== Segment start ==

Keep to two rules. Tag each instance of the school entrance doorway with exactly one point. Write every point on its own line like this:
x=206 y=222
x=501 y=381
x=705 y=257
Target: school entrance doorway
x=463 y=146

== Segment end ==
== Segment start ==

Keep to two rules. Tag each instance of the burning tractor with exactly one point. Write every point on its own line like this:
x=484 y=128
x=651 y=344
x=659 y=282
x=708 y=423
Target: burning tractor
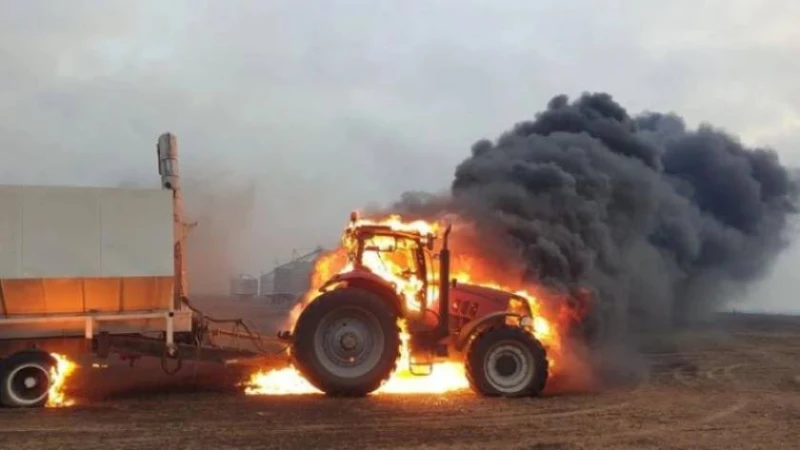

== Segment end ==

• **Exercise**: Your task is to return each line of the data above that contains the string "point".

• **Finished exercise**:
Keep to two rules. Tag each instance of the school entrance doorway with exactly one point. Write every point on its own line like this:
Keep to two rules. Tag each instance of the burning tractor with exactly one point. Write every point on its own line like this:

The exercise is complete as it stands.